Problem description –
Whenever a line of the listing contains the string "nacelle", return that line.
○ ○ ○ ○ ○ ○ ○
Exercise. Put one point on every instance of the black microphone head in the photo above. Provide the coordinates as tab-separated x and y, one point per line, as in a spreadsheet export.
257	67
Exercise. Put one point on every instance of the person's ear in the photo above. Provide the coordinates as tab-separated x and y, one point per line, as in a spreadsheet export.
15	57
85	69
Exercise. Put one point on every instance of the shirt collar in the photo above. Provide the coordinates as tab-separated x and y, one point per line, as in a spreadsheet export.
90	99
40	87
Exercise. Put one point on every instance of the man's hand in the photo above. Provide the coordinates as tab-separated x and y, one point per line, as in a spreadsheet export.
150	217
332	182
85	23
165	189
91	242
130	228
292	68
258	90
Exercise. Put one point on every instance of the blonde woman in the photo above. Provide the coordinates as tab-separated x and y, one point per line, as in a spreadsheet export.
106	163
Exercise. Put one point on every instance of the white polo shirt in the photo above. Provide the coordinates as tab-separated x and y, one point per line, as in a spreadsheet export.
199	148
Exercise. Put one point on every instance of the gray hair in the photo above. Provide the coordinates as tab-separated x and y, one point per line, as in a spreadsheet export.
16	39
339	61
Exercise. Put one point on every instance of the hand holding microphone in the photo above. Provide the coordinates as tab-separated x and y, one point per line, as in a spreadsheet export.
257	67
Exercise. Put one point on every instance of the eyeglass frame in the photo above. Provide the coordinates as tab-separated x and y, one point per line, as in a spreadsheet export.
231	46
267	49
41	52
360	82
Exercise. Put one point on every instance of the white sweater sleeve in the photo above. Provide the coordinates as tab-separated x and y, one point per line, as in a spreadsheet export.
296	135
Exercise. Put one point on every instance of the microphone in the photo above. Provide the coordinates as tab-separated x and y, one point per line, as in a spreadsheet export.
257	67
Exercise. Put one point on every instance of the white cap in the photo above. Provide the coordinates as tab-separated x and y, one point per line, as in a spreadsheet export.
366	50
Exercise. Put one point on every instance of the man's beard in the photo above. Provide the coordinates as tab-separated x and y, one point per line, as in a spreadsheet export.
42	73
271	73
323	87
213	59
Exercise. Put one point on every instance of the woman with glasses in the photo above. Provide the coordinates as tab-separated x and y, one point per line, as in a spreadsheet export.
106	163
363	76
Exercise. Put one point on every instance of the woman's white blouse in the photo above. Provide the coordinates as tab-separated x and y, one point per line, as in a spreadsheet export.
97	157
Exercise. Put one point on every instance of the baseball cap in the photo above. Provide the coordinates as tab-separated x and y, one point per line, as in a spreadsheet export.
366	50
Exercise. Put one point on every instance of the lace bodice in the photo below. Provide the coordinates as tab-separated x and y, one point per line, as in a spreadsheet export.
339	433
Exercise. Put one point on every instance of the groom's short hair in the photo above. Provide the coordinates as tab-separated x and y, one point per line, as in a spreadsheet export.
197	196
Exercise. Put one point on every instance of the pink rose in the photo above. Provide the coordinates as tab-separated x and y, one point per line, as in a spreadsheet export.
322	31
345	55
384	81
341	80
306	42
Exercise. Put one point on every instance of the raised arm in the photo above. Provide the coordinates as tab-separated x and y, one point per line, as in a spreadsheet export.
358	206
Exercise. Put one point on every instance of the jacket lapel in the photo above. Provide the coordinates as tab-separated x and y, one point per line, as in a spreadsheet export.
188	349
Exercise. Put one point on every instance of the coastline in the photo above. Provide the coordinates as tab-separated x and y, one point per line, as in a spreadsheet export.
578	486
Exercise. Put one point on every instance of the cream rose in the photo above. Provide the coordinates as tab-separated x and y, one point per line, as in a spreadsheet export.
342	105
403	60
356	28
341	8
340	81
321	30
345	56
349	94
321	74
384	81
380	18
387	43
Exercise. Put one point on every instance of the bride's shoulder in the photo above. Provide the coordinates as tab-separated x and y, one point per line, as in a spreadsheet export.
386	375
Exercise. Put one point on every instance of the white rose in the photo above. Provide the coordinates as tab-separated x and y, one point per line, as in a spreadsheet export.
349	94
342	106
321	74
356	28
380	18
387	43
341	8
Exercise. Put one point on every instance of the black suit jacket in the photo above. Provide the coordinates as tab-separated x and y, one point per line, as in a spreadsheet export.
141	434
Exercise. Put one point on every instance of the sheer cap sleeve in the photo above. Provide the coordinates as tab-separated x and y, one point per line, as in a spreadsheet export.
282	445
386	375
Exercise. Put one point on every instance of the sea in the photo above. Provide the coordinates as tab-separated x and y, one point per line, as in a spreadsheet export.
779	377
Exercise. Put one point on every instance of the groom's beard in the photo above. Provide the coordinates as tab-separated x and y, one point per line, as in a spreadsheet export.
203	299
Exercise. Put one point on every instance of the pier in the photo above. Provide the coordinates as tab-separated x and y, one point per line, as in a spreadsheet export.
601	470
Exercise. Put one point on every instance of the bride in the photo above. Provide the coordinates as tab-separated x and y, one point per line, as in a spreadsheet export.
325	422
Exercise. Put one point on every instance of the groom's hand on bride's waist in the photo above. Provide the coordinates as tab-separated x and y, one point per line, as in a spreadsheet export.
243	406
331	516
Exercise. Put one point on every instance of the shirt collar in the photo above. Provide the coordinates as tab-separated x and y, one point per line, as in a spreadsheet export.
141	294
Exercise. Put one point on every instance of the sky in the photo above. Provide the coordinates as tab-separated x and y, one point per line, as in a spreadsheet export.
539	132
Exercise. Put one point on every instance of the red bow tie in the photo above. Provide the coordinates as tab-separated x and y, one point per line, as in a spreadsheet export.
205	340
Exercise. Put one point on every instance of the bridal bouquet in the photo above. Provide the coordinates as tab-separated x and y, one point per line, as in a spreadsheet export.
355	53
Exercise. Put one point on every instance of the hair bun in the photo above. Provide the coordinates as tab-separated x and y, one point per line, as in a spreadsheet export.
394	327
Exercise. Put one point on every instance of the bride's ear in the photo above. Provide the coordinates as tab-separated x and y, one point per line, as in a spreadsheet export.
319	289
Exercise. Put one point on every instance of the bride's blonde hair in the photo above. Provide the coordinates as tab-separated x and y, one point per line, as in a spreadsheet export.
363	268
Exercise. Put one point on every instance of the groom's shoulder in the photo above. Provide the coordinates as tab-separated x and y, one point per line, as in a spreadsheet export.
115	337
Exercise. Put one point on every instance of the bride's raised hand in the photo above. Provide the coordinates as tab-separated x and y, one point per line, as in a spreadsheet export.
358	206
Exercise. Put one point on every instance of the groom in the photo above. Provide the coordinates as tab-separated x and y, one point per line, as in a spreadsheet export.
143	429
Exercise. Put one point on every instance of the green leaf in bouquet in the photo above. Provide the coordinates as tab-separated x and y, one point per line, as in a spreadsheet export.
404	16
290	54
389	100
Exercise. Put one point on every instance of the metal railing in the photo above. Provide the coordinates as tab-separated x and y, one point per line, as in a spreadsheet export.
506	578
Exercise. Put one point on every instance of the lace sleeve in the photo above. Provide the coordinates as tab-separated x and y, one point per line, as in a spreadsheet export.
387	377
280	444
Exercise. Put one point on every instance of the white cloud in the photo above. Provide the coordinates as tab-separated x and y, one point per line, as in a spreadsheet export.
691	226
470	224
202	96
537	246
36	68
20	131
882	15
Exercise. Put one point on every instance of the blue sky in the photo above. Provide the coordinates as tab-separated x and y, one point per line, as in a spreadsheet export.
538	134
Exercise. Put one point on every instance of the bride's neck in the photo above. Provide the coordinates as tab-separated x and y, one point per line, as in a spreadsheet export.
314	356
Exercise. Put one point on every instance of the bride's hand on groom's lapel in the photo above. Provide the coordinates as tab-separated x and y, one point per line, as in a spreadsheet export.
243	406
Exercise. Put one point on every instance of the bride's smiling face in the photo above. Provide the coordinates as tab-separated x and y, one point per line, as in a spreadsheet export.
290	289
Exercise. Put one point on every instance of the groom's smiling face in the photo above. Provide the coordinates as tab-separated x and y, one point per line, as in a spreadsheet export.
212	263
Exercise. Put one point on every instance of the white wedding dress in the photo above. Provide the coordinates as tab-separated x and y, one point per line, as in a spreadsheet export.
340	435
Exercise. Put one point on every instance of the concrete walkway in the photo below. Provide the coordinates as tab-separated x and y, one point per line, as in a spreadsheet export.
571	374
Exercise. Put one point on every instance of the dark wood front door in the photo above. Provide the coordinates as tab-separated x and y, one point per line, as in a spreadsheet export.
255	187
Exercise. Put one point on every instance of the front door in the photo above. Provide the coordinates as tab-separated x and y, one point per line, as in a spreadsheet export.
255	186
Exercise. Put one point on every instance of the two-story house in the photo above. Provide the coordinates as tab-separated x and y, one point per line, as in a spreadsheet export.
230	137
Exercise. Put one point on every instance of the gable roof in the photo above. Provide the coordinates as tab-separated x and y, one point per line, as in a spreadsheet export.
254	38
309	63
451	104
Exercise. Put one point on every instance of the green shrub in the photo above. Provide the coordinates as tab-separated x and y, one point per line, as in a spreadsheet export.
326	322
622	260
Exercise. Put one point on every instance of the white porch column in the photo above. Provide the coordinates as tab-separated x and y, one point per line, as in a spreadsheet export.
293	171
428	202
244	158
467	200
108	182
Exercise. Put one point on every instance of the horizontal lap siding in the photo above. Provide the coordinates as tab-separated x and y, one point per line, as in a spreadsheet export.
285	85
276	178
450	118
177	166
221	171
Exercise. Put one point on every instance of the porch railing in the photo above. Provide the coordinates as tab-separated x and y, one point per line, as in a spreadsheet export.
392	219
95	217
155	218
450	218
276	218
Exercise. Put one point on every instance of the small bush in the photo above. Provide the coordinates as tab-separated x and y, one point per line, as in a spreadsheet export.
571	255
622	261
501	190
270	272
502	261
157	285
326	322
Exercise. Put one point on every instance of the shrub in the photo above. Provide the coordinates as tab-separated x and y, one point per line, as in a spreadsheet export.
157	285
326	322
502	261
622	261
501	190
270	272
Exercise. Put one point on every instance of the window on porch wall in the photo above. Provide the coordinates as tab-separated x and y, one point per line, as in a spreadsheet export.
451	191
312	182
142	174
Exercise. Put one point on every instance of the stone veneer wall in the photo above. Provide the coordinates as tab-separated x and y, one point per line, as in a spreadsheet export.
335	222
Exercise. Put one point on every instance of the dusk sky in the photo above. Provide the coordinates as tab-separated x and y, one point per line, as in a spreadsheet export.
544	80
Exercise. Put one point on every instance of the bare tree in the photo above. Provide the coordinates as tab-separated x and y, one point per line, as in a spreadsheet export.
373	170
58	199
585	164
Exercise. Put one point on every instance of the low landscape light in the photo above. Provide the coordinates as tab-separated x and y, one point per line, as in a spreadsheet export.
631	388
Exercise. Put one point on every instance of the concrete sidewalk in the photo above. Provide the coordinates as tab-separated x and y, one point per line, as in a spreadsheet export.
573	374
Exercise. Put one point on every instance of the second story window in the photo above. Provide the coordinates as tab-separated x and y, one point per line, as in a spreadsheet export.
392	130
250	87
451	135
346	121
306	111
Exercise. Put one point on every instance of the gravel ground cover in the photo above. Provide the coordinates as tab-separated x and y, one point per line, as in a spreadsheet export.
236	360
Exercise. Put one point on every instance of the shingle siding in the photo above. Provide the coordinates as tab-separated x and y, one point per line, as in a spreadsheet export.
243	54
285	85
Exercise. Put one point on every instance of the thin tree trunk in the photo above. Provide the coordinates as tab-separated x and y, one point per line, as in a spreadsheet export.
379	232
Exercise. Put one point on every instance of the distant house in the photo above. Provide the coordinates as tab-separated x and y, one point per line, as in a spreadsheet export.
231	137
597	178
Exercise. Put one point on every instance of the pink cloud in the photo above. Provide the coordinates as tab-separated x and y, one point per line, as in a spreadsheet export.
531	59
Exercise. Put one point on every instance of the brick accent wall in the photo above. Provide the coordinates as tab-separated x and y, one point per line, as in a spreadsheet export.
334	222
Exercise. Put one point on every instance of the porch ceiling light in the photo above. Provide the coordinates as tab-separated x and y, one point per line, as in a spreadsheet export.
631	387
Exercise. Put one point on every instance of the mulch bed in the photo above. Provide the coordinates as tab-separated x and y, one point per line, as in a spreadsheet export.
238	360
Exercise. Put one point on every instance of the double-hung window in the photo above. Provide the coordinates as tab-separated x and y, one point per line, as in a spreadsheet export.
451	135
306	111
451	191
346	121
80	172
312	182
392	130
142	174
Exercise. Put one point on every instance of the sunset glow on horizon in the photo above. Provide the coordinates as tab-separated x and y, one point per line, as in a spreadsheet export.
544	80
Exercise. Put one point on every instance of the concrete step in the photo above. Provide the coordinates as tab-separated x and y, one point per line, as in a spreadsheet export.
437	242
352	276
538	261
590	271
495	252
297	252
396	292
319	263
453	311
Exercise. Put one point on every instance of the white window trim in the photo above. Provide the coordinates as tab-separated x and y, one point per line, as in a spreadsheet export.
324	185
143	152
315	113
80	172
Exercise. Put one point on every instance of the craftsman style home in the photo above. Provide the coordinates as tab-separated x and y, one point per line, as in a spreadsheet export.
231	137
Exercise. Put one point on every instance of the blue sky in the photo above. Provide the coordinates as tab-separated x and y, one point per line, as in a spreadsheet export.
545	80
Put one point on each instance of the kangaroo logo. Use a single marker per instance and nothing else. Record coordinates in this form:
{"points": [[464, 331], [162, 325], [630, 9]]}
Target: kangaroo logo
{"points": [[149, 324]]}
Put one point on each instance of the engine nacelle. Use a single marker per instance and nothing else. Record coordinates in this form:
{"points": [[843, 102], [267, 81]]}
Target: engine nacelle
○ ○ ○ ○ ○ ○ ○
Written response –
Put one point on each instance of the engine nacelle. Use a single marker per instance and nothing else. Record coordinates in this form:
Target: engine nacelle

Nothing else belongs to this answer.